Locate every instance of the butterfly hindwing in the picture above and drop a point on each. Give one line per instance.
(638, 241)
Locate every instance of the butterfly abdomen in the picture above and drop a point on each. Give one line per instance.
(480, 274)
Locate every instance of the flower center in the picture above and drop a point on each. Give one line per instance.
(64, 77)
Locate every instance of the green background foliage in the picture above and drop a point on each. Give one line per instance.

---

- [Problem to work on] Output each record exactly, leaving nothing out.

- [Full answer]
Locate every instance of the butterfly hindwing in the picture above and drop a point on each. Give one line per instance.
(638, 241)
Locate every instance of the butterfly abdomen in the picture above and drop a point on each. Give one line per instance.
(480, 274)
Locate every instance of the flower center in the picture above and drop a point on each. Give one line per instance.
(64, 77)
Locate every instance of the green background foliage in the picture above and drop a point on each. Give one line per instance.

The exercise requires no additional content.